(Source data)
_ _ _ _

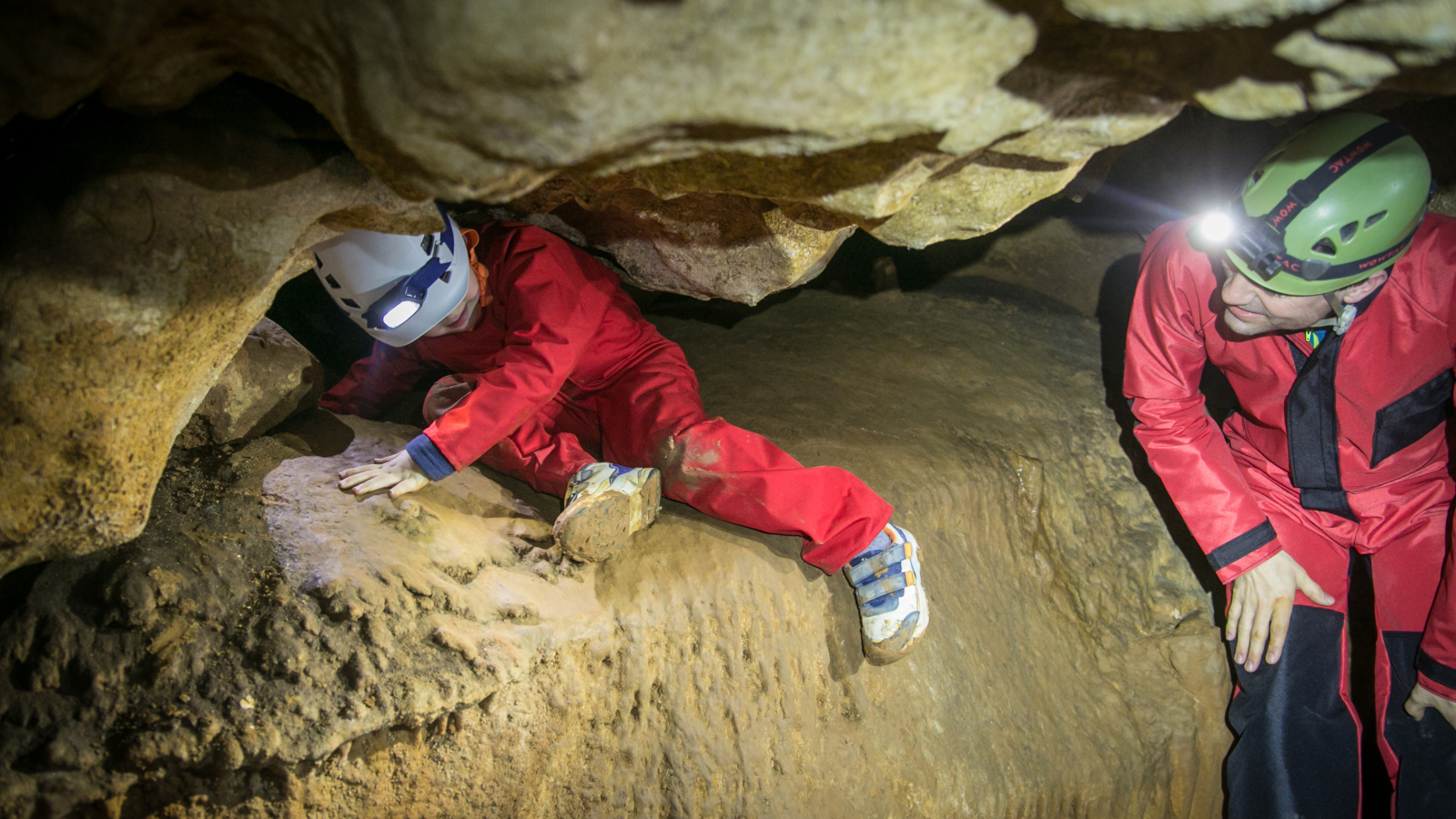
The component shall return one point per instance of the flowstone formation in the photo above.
(136, 256)
(271, 646)
(717, 149)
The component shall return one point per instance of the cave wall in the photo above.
(274, 647)
(786, 121)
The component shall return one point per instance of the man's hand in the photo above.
(395, 472)
(1263, 602)
(1423, 698)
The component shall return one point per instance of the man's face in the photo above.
(1254, 310)
(463, 317)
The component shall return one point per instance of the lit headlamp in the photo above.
(404, 299)
(1257, 244)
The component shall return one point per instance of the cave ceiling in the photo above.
(717, 149)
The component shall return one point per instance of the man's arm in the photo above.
(376, 382)
(1165, 359)
(553, 307)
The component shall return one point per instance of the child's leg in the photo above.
(545, 452)
(654, 417)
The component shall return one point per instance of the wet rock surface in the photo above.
(271, 646)
(269, 378)
(136, 256)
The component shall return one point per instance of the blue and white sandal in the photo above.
(606, 503)
(890, 591)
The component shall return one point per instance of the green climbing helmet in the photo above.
(1327, 208)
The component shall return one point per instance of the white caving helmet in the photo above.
(397, 288)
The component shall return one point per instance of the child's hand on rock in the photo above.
(395, 472)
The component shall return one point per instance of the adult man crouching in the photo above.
(1327, 295)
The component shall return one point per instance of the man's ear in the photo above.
(470, 241)
(1360, 290)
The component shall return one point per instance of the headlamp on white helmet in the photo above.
(397, 288)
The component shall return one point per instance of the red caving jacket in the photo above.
(558, 317)
(1343, 439)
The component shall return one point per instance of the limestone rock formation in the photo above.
(136, 254)
(269, 378)
(919, 123)
(271, 646)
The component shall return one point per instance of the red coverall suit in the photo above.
(1334, 450)
(567, 372)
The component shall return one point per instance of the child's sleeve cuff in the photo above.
(429, 458)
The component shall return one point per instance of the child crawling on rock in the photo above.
(562, 383)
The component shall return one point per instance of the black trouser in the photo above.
(1298, 748)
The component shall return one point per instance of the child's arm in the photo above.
(376, 382)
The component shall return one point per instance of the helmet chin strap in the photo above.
(1344, 314)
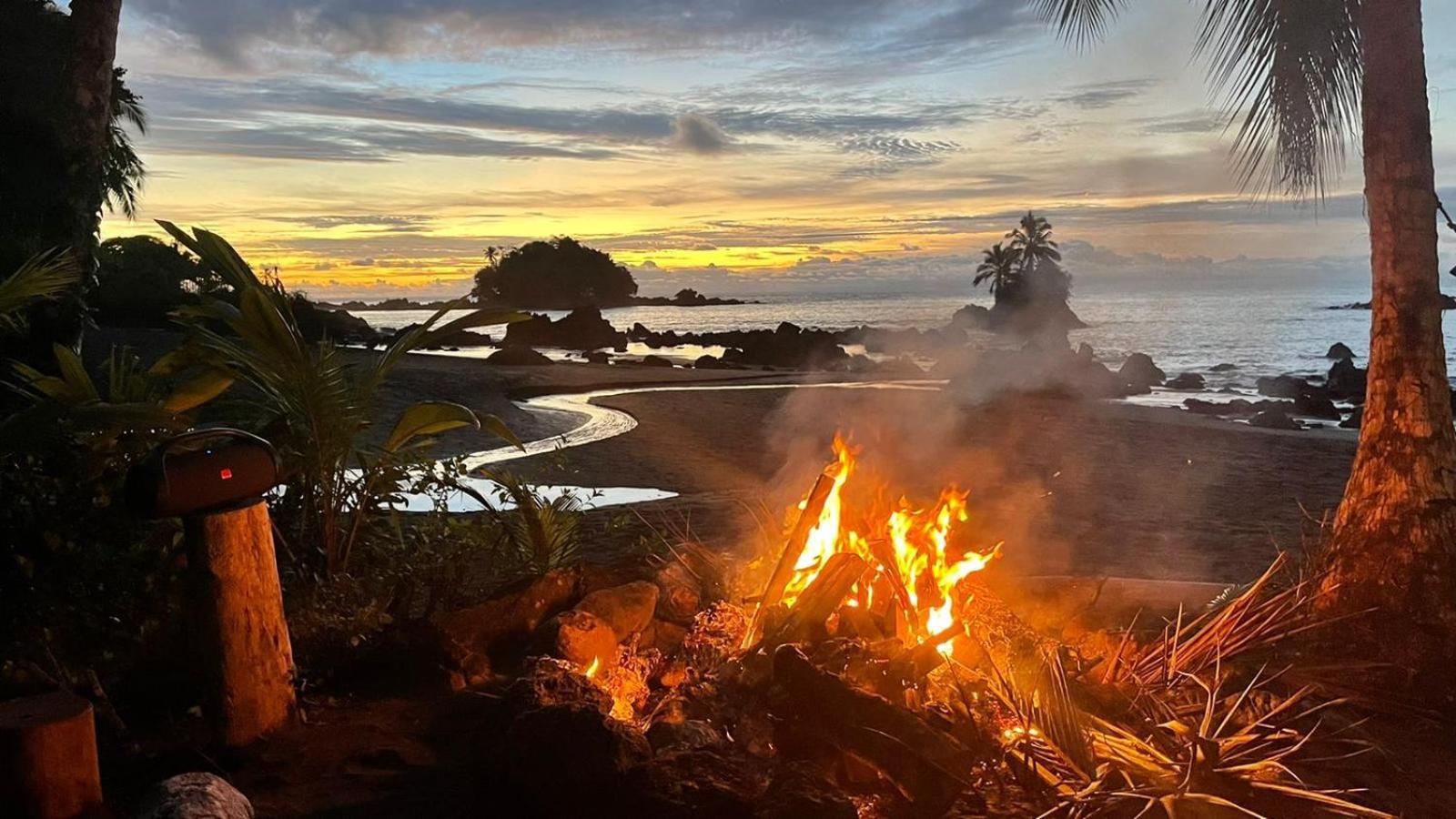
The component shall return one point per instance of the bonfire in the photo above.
(877, 653)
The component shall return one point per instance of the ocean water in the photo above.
(1264, 325)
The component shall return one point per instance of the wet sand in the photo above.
(1070, 487)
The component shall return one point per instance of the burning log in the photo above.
(822, 596)
(925, 763)
(790, 557)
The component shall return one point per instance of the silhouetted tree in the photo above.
(63, 147)
(140, 280)
(1303, 76)
(553, 274)
(1001, 268)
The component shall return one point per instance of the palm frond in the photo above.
(1289, 73)
(1079, 22)
(44, 276)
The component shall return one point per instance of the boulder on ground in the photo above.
(1139, 370)
(581, 637)
(626, 610)
(1274, 420)
(194, 796)
(1186, 380)
(519, 358)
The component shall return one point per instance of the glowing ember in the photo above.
(907, 545)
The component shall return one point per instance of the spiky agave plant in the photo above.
(317, 405)
(43, 278)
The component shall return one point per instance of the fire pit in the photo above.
(874, 673)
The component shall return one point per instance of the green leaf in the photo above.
(198, 390)
(430, 417)
(499, 429)
(73, 373)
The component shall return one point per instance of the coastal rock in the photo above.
(1274, 420)
(519, 358)
(1346, 379)
(1281, 387)
(194, 796)
(711, 363)
(1317, 404)
(972, 317)
(580, 329)
(1186, 380)
(1139, 370)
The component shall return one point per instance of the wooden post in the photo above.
(48, 765)
(237, 608)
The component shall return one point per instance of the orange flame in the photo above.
(907, 545)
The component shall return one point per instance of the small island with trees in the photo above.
(564, 274)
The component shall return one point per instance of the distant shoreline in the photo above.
(635, 302)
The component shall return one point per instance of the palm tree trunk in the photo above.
(1394, 544)
(92, 58)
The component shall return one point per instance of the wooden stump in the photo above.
(237, 610)
(48, 763)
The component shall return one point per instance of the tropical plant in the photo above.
(541, 533)
(317, 407)
(1033, 242)
(1299, 77)
(44, 278)
(1001, 267)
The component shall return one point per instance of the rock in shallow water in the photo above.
(1140, 370)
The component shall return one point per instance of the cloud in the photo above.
(1194, 121)
(699, 135)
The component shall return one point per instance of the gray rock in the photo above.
(194, 796)
(1274, 420)
(1139, 370)
(1186, 380)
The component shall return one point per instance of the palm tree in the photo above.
(1001, 267)
(1300, 76)
(1033, 241)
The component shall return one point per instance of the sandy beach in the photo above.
(1072, 487)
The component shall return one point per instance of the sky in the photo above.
(376, 147)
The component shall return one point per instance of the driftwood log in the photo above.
(48, 765)
(235, 602)
(928, 765)
(790, 557)
(820, 598)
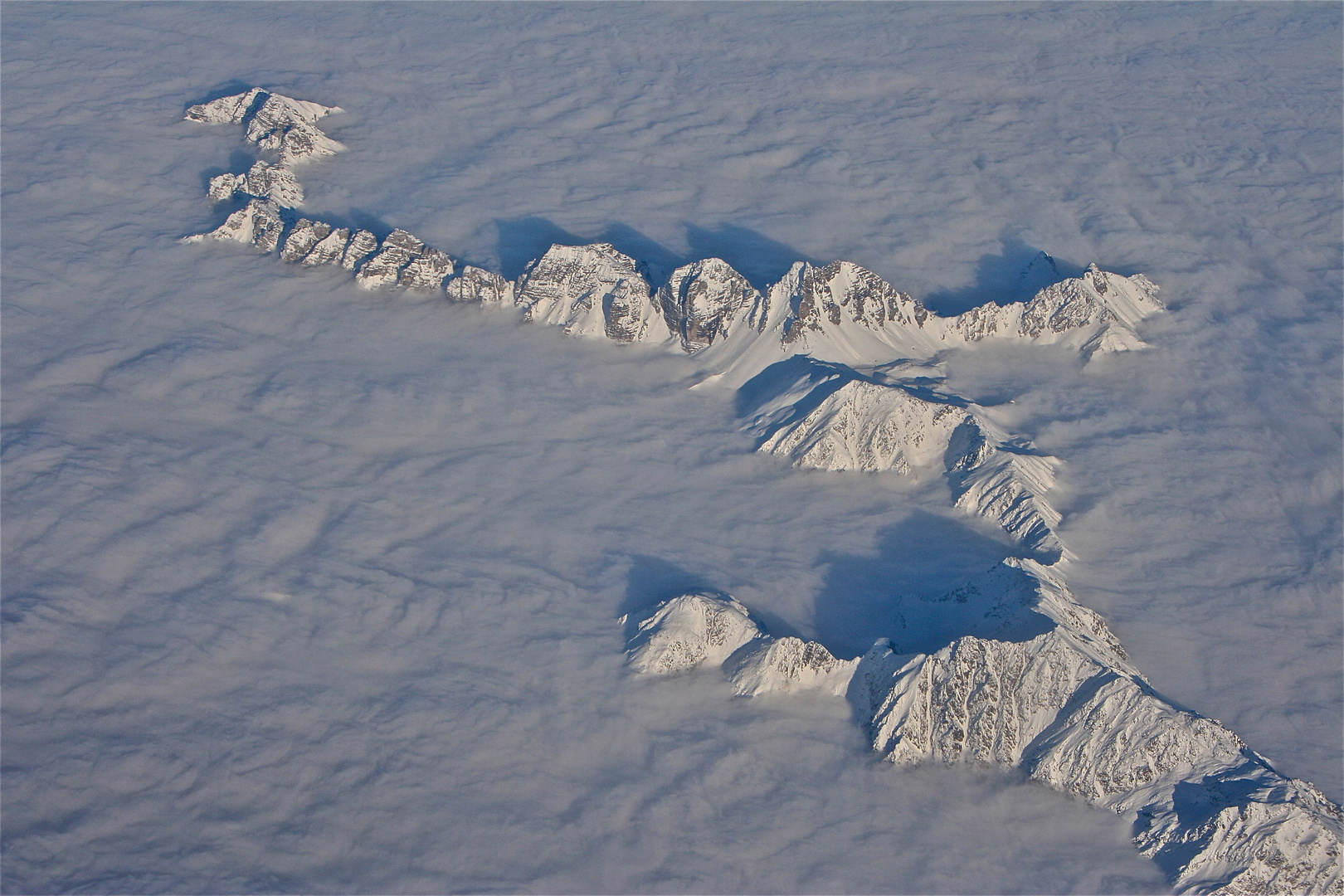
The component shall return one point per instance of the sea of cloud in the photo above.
(314, 590)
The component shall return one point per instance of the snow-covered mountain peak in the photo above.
(830, 416)
(592, 290)
(275, 123)
(702, 299)
(689, 631)
(1058, 702)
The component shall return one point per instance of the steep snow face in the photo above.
(840, 312)
(1096, 312)
(1059, 702)
(689, 631)
(590, 290)
(789, 664)
(480, 285)
(702, 299)
(832, 418)
(279, 124)
(258, 223)
(264, 180)
(407, 262)
(840, 297)
(849, 314)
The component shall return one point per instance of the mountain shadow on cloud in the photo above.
(761, 260)
(655, 260)
(908, 592)
(524, 240)
(1015, 275)
(817, 381)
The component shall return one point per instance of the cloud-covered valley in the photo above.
(314, 590)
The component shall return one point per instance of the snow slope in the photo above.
(1066, 707)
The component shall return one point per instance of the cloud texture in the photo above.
(311, 590)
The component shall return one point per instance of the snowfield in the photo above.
(311, 587)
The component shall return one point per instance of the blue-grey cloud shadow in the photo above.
(524, 240)
(652, 581)
(1015, 275)
(761, 260)
(903, 592)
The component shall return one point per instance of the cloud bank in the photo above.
(311, 590)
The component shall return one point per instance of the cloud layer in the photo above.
(314, 592)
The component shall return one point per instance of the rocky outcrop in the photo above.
(830, 416)
(702, 299)
(687, 631)
(1051, 694)
(590, 290)
(258, 225)
(480, 285)
(405, 261)
(264, 182)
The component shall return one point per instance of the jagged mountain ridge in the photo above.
(830, 416)
(1235, 825)
(1053, 694)
(839, 312)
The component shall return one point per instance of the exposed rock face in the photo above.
(405, 261)
(480, 285)
(840, 296)
(426, 271)
(258, 225)
(832, 418)
(590, 290)
(264, 180)
(1051, 694)
(687, 631)
(700, 299)
(789, 664)
(226, 110)
(360, 246)
(280, 124)
(1097, 310)
(1007, 670)
(303, 238)
(329, 249)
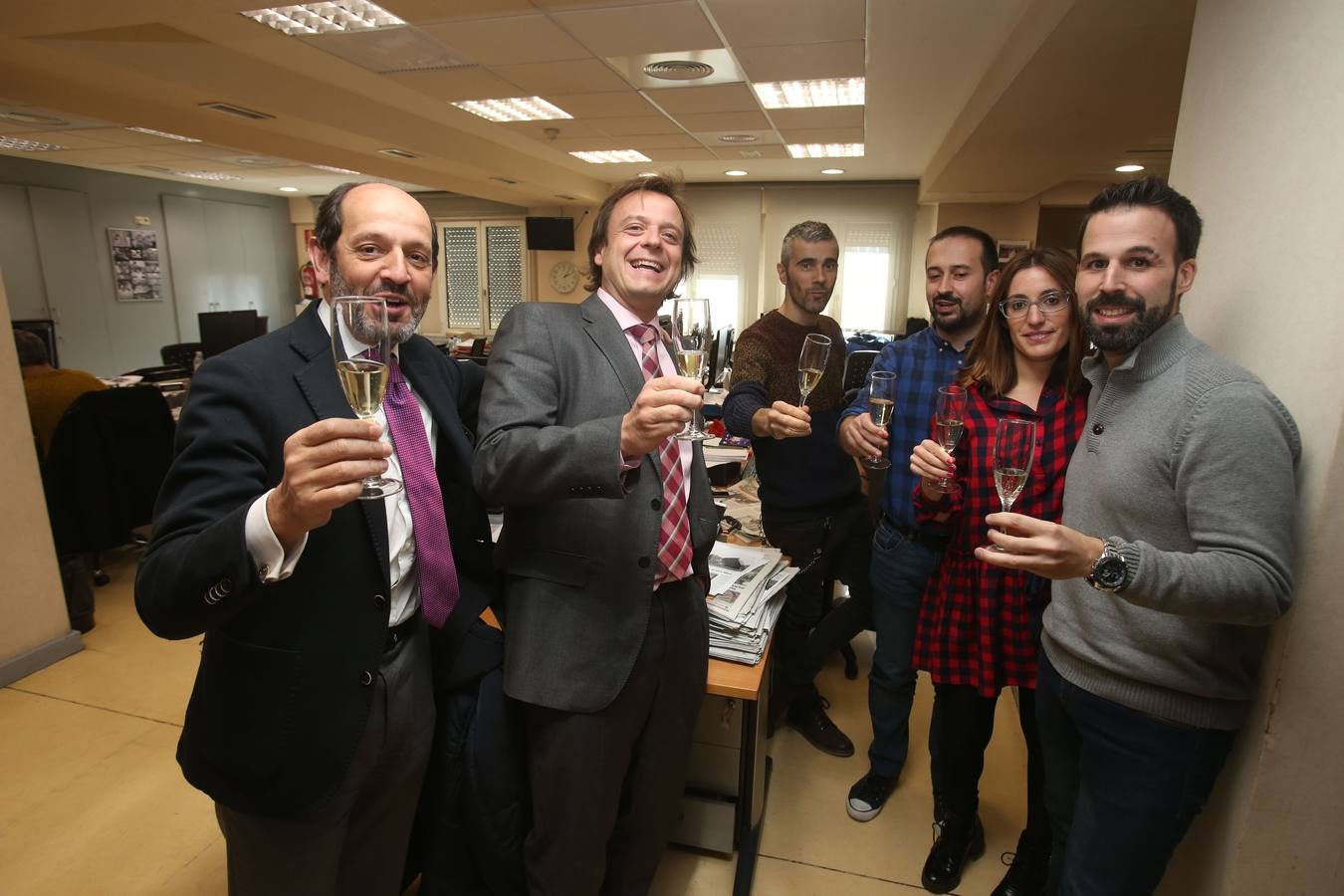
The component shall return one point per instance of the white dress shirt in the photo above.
(273, 564)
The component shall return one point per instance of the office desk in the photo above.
(729, 772)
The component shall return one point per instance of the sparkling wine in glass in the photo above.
(949, 419)
(688, 346)
(363, 349)
(812, 364)
(882, 396)
(1014, 446)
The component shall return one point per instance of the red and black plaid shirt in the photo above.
(979, 625)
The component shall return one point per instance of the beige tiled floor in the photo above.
(92, 799)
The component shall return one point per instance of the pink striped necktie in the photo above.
(675, 535)
(429, 527)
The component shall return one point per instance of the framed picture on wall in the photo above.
(1009, 247)
(134, 265)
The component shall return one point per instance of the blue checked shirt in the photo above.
(922, 364)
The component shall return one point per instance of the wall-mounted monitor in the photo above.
(554, 234)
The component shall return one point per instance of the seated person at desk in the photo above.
(810, 504)
(50, 392)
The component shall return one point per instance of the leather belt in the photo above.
(400, 631)
(925, 539)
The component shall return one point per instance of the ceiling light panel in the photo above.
(514, 109)
(605, 156)
(825, 150)
(326, 18)
(164, 134)
(26, 145)
(810, 95)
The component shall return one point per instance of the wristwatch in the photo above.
(1109, 569)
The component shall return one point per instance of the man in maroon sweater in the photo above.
(810, 504)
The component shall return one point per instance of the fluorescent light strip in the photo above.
(603, 156)
(207, 175)
(164, 134)
(514, 109)
(26, 145)
(825, 150)
(326, 18)
(810, 95)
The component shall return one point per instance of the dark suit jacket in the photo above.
(281, 699)
(579, 539)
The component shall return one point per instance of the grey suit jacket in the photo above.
(579, 539)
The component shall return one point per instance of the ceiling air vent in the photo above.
(679, 70)
(238, 112)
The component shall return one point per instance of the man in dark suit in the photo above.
(312, 714)
(607, 524)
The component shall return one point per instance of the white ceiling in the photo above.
(979, 101)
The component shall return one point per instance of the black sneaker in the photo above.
(810, 720)
(868, 794)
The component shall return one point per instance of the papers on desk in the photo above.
(746, 594)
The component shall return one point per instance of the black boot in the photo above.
(960, 841)
(1027, 872)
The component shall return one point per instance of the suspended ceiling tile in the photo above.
(640, 125)
(799, 62)
(822, 135)
(517, 39)
(601, 105)
(767, 23)
(661, 27)
(578, 76)
(725, 121)
(459, 84)
(748, 153)
(678, 154)
(687, 101)
(828, 117)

_ _ _ _

## Directions for this task
From the line containing "tile in the photo above." down to the last line of the data, transcribe every line exactly; nothing else should appear.

## Solution for this problem
The component shall return one point per instance of the suspended ceiling tile in the photo above.
(640, 125)
(799, 62)
(822, 135)
(517, 39)
(601, 105)
(767, 23)
(661, 27)
(578, 76)
(725, 121)
(459, 84)
(748, 153)
(678, 154)
(687, 101)
(828, 117)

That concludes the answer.